- Written problem -
Below are records; extract exactly the lines from the one containing "A single marker falls on each instance of the person's arm" through the last, both included, and keep the pictures out.

******

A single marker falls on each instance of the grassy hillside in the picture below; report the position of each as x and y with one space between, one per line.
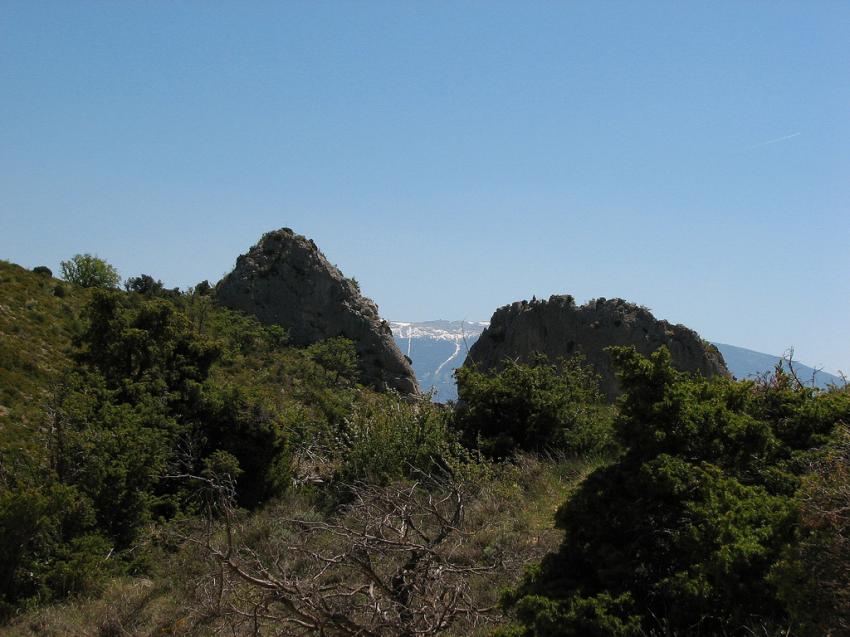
170 467
39 316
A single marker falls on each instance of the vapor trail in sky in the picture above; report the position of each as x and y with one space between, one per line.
773 141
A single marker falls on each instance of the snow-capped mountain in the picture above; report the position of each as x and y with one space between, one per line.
437 348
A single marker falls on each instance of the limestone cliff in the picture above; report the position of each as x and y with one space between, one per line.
558 327
286 280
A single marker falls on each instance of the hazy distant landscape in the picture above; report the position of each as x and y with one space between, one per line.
437 348
210 211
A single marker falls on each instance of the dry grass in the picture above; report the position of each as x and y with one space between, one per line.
511 518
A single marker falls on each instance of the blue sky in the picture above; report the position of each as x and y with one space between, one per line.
453 157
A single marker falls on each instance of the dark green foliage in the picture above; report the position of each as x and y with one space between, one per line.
542 405
49 545
814 576
144 284
89 271
203 288
43 270
338 356
683 530
387 437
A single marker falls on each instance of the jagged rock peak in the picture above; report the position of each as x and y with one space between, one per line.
286 280
558 327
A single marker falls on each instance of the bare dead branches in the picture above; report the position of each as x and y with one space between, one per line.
393 562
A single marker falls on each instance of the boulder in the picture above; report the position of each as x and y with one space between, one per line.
285 280
560 328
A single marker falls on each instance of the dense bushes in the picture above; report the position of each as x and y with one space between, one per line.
682 533
534 407
89 271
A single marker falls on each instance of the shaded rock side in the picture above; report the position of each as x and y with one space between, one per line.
286 280
559 328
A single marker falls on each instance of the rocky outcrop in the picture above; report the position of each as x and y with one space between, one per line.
559 328
285 280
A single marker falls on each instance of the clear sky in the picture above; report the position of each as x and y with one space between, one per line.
452 156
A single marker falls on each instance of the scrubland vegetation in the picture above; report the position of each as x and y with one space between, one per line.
169 467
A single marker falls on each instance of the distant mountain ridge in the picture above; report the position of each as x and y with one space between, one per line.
437 348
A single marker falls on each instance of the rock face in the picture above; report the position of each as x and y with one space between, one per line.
558 327
285 280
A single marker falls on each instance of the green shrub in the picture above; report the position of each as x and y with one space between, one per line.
534 407
684 529
89 271
388 437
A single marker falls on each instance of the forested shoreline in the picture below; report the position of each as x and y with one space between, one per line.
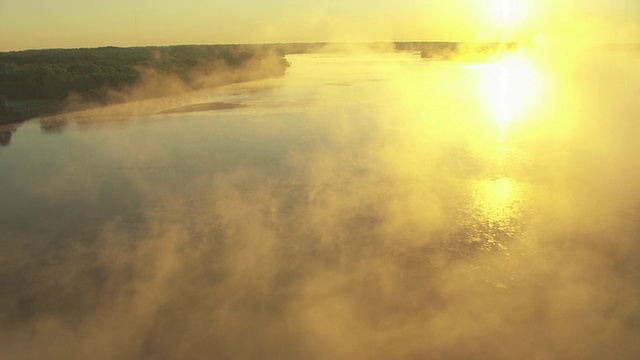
45 82
41 82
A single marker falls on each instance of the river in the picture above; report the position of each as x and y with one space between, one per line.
364 206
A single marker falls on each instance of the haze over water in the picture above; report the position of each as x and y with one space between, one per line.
365 206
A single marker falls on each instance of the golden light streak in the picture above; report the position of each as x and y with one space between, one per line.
509 88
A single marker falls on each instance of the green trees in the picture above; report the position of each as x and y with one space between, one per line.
91 73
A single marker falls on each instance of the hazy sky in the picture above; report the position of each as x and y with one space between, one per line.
85 23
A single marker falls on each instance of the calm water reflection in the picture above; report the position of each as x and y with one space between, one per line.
365 206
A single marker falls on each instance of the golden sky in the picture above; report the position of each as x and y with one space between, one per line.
28 24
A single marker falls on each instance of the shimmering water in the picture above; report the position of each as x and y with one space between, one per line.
363 206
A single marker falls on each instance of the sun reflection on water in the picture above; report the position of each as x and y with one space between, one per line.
510 88
496 212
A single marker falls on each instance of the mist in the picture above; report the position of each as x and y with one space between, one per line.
367 206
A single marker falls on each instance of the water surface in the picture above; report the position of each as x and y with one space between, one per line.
363 206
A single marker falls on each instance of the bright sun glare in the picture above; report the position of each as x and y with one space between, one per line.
509 88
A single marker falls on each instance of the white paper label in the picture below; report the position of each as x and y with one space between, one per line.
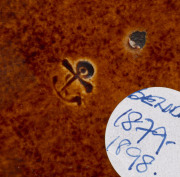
143 134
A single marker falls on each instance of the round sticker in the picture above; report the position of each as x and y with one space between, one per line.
143 134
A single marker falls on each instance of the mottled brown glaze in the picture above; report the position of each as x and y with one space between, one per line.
41 135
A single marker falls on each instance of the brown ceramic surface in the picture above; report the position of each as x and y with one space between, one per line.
43 135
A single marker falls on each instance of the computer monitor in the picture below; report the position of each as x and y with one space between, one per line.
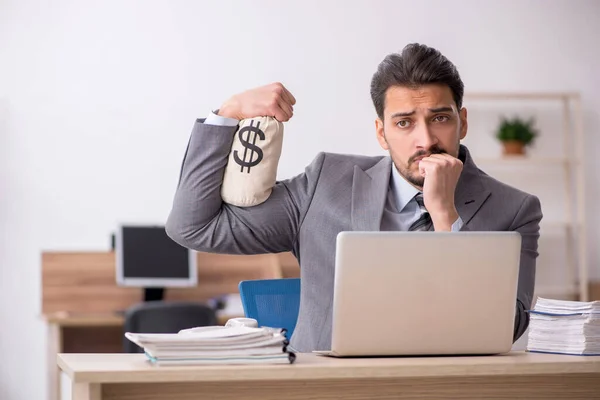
146 257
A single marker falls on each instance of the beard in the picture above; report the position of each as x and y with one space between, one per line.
415 178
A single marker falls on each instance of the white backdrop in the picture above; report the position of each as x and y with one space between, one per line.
97 100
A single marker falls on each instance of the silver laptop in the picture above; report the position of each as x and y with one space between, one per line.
424 293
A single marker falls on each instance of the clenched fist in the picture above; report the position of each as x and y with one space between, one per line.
441 173
272 100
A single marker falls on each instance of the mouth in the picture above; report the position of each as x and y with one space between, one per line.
418 159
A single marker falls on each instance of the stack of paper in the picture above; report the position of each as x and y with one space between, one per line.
565 327
215 345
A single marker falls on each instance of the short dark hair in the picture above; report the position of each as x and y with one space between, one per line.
417 65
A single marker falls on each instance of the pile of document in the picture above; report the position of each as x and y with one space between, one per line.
565 327
215 345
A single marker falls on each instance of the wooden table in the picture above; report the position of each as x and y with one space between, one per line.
85 333
510 376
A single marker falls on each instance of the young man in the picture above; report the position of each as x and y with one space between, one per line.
429 182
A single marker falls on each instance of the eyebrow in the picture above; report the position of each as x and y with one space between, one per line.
431 110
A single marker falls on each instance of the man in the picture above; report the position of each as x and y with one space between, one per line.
429 182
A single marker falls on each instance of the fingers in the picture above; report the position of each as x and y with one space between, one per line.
289 96
443 159
286 108
282 103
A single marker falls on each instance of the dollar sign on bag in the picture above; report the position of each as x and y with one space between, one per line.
250 147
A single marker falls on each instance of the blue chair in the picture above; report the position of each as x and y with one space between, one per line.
272 302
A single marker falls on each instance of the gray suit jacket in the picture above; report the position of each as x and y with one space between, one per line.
304 214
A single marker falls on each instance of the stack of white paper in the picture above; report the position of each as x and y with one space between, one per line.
565 327
215 345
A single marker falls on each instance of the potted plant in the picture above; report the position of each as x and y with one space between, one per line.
515 134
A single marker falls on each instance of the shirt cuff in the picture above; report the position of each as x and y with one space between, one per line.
214 119
457 225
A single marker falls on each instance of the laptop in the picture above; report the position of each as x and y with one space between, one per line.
424 293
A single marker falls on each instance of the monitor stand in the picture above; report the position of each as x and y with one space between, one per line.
153 294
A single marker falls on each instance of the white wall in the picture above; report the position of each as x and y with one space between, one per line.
97 100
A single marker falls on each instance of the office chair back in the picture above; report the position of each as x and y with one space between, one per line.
272 302
165 317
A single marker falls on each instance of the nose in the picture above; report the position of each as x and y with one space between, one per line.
425 139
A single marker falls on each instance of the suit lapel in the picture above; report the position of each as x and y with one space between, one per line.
369 191
470 193
370 188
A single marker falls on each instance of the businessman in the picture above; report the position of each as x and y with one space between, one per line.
428 182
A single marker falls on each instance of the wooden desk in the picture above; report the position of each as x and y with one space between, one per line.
80 294
515 375
85 333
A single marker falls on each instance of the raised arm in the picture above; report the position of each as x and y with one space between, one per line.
200 220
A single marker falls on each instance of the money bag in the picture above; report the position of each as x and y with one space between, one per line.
251 169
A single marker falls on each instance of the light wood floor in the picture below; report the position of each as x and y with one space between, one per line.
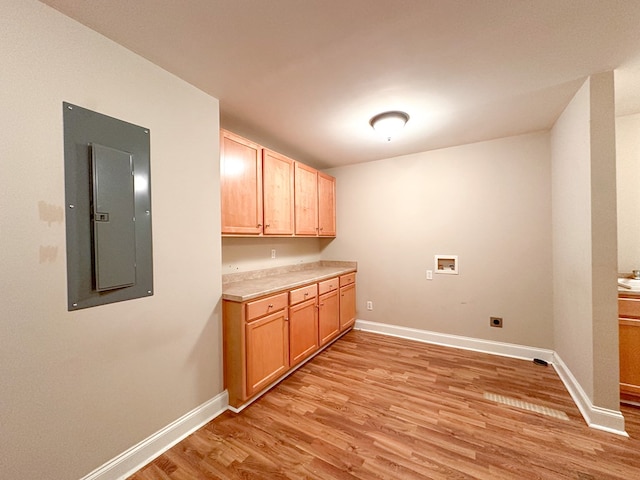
377 407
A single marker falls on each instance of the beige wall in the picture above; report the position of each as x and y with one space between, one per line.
628 181
584 240
243 254
79 388
488 203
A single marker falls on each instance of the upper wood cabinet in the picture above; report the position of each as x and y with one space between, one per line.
278 193
315 203
266 193
326 205
306 181
240 185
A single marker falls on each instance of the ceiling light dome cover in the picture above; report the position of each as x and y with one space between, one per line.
389 123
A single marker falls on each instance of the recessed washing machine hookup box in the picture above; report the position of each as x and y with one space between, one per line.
446 264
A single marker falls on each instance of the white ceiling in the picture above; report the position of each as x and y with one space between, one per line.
305 76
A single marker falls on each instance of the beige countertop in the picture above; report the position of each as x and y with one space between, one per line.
240 287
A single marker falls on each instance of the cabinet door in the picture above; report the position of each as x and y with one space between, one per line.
326 205
328 316
277 187
303 331
629 357
267 350
240 185
306 201
347 306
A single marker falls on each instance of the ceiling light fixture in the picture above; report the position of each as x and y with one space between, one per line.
388 124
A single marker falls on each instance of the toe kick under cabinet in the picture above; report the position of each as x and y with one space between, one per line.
267 337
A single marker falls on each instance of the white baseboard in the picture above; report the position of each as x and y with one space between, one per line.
596 417
457 341
130 461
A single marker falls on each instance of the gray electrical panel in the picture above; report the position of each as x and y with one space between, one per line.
108 209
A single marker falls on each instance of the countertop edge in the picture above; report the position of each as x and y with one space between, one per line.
286 285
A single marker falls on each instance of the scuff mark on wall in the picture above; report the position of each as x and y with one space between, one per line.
50 213
48 253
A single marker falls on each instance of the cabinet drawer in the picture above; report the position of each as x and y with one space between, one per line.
328 285
629 307
347 279
259 308
304 293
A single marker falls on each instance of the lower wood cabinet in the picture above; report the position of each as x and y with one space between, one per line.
303 323
267 337
347 300
629 345
267 350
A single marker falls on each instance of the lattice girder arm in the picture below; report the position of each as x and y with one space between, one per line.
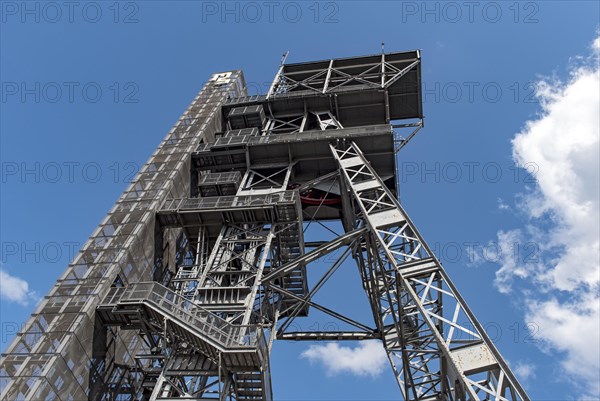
445 352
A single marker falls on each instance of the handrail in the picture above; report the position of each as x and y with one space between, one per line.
228 334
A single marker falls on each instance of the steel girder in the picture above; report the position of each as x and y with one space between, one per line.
436 347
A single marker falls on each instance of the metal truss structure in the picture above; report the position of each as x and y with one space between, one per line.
202 263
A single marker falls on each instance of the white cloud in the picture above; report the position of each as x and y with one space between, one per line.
15 289
502 205
367 359
563 222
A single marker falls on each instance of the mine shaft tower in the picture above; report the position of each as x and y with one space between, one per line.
202 262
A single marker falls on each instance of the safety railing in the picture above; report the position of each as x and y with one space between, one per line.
227 202
182 309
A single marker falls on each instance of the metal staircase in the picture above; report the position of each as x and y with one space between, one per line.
240 350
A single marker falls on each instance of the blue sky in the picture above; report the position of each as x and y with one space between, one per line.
88 93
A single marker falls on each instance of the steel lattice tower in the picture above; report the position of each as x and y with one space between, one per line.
202 264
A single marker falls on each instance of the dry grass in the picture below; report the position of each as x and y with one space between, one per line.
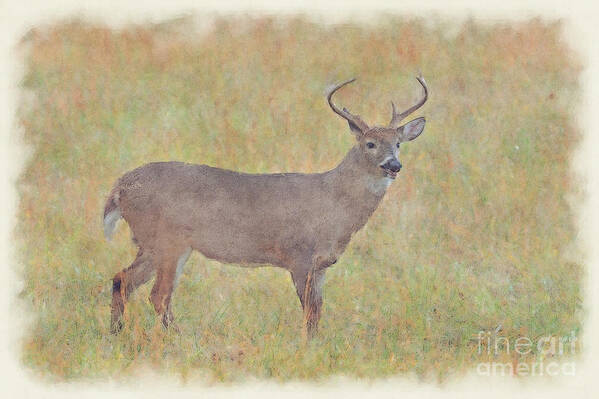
475 233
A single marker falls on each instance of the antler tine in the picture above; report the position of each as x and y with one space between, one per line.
344 113
399 117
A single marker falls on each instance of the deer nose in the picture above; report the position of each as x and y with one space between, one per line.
393 165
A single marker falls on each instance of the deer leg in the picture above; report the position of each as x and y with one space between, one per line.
166 281
124 283
308 286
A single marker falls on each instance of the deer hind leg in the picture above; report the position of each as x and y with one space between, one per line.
167 277
308 286
125 282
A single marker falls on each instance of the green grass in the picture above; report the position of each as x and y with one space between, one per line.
477 232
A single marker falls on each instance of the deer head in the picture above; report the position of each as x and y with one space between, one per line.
378 145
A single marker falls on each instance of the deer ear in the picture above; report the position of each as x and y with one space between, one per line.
411 130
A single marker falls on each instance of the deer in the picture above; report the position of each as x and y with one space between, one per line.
301 222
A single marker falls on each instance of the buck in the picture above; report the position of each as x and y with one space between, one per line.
300 222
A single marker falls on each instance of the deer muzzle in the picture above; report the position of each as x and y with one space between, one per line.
391 167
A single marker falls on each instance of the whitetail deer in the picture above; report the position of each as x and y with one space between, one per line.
300 222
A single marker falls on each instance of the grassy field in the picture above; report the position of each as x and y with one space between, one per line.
476 235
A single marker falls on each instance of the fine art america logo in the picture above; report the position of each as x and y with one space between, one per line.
548 351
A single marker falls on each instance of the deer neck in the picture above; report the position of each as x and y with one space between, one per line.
354 178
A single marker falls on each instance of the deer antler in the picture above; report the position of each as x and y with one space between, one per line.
354 120
398 117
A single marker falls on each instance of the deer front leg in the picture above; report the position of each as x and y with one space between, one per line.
308 286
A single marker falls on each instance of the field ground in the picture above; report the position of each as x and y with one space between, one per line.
476 235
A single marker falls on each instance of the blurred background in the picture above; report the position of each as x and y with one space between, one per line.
476 234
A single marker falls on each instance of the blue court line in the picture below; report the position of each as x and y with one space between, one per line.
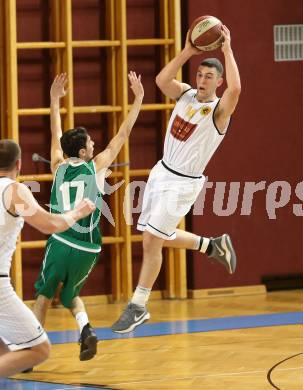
11 384
158 329
190 326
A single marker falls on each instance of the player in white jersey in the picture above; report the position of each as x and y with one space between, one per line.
197 126
23 341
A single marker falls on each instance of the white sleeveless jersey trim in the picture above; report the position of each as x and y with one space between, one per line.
10 228
191 136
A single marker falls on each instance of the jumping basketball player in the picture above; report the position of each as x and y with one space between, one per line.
197 126
23 341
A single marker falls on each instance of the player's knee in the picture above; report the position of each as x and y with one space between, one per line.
151 243
43 351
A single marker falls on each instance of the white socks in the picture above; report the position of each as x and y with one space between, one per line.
204 244
82 320
141 296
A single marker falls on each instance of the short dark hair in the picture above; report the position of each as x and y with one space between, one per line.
10 152
213 63
73 140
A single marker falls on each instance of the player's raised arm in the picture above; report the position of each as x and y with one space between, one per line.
57 91
19 200
105 158
231 95
166 79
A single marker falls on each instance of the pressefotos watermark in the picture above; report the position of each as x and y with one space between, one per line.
228 197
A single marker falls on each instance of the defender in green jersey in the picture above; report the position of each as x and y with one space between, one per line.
71 255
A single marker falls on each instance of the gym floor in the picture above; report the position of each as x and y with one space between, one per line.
248 342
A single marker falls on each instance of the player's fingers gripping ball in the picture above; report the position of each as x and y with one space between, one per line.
206 33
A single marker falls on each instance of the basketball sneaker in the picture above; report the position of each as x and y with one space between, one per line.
223 252
132 316
88 343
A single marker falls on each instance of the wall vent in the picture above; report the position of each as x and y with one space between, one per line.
288 39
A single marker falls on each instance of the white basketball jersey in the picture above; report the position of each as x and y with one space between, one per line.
191 136
10 228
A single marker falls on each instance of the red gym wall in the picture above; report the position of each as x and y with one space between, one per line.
264 142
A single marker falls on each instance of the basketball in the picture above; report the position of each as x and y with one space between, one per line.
205 33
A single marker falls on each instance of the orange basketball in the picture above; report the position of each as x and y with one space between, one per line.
206 33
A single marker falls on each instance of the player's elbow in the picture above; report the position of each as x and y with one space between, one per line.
50 228
159 80
236 89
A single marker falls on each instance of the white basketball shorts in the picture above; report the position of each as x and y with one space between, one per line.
19 328
167 198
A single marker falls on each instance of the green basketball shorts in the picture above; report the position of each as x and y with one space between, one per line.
65 264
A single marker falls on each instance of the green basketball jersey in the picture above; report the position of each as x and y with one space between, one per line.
74 180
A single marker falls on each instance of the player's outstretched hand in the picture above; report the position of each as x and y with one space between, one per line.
135 84
226 35
58 88
85 207
190 47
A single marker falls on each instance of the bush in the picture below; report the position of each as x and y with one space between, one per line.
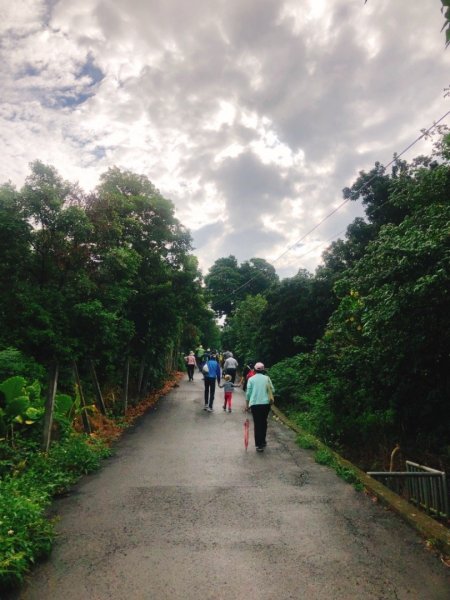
13 362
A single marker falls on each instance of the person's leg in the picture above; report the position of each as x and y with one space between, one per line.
205 382
258 424
265 416
212 391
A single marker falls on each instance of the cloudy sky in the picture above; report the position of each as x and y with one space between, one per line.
251 115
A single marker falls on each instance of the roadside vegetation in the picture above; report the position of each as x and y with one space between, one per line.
358 351
105 287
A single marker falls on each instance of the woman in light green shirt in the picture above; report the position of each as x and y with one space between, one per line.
259 394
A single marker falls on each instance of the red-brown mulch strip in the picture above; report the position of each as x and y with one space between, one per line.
108 430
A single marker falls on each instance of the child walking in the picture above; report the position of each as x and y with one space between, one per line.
228 392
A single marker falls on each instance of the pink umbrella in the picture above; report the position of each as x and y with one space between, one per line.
246 429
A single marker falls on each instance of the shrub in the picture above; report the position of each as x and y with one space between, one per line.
25 533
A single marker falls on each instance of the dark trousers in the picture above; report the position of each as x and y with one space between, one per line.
232 373
260 413
210 390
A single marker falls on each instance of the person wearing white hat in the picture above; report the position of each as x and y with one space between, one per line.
259 396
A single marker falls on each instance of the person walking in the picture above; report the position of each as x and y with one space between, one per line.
249 371
228 388
190 364
199 352
259 396
211 373
230 366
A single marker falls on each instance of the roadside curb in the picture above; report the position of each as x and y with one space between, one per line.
435 533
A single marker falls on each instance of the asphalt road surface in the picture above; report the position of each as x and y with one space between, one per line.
182 511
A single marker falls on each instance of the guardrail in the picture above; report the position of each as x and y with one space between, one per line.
420 485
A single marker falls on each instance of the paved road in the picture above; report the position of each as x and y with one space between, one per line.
183 512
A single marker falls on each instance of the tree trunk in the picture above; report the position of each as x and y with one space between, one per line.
49 406
125 386
86 424
98 392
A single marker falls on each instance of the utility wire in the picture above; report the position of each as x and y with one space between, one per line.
424 133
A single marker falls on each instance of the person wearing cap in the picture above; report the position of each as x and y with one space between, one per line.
190 364
259 395
211 373
230 366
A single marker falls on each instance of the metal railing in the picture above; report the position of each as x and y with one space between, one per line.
420 485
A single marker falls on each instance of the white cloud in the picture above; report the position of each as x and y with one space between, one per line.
251 117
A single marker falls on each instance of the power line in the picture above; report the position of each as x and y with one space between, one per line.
424 133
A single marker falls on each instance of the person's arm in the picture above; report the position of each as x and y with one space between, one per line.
248 394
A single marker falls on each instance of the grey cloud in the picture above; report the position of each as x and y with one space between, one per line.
249 185
205 235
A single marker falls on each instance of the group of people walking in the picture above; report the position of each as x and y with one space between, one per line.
255 382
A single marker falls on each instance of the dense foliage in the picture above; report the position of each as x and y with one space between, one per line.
102 277
106 280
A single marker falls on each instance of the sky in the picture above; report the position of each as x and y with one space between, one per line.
250 115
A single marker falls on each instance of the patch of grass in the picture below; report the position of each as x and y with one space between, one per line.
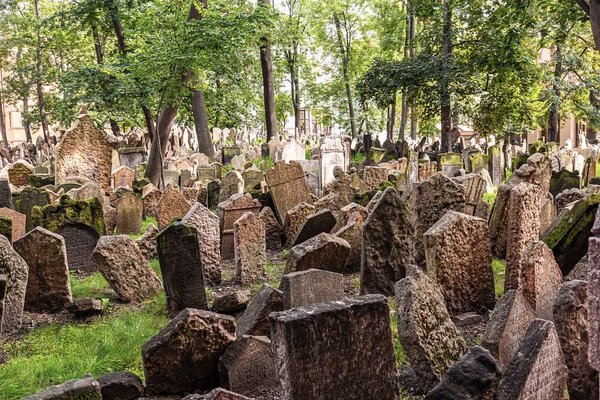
57 353
499 267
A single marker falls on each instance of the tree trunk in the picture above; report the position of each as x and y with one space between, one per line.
201 123
445 98
345 55
268 88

******

- Full solution -
A single marker falls on each instance of the person's arm in the picture above; report the position of each as x and y with one space between, one per line.
248 394
A single marker falls on each instance of the grey cloud in the picture above; report the position of each as x and y with one space between, one per line.
249 185
205 235
A single marker falls on each instance of the group of people walking in the picture above; report the position of each as x and y with one space between, one per line.
255 382
A single marker falls on each instance of the dense foliage in the picture above; report the position of each as x and y with one space between, one per line.
102 277
106 280
A single marker falls on each instance of the sky in the picture above; report the position of each as x and y with one space between, one per line.
250 115
A single marker falls on each instance of the patch of grass in the picture below; report the position of each as x and y with one space between, one per line.
57 353
499 267
A single marker falls on each instance of the tree trunk in the picture above; report the position of each as x and y with one space between, one per line.
201 123
445 98
345 55
268 88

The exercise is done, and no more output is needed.